--- WORK TO COMPLETE ---
Please print exactly the line containing "Where can the gray" and every line after it to the end of the records below, and nothing more.

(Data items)

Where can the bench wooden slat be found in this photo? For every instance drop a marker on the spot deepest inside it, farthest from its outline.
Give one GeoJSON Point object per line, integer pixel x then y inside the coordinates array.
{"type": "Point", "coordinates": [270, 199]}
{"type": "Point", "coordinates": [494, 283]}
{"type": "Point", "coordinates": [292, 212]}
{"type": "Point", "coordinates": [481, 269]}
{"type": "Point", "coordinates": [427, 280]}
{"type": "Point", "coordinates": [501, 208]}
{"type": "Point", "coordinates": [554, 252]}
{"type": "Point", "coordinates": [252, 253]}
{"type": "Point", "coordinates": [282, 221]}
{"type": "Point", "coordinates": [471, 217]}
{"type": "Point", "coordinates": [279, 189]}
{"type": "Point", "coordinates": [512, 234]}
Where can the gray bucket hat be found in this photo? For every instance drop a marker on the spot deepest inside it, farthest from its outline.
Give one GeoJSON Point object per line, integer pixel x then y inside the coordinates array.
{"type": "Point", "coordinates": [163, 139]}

--- TASK RESPONSE ---
Where can the gray bucket hat be found in this photo? For every instance drop a marker on the spot deepest inside it, farthest from its outline.
Give one GeoJSON Point object per line, integer pixel x then y inside the coordinates array.
{"type": "Point", "coordinates": [163, 139]}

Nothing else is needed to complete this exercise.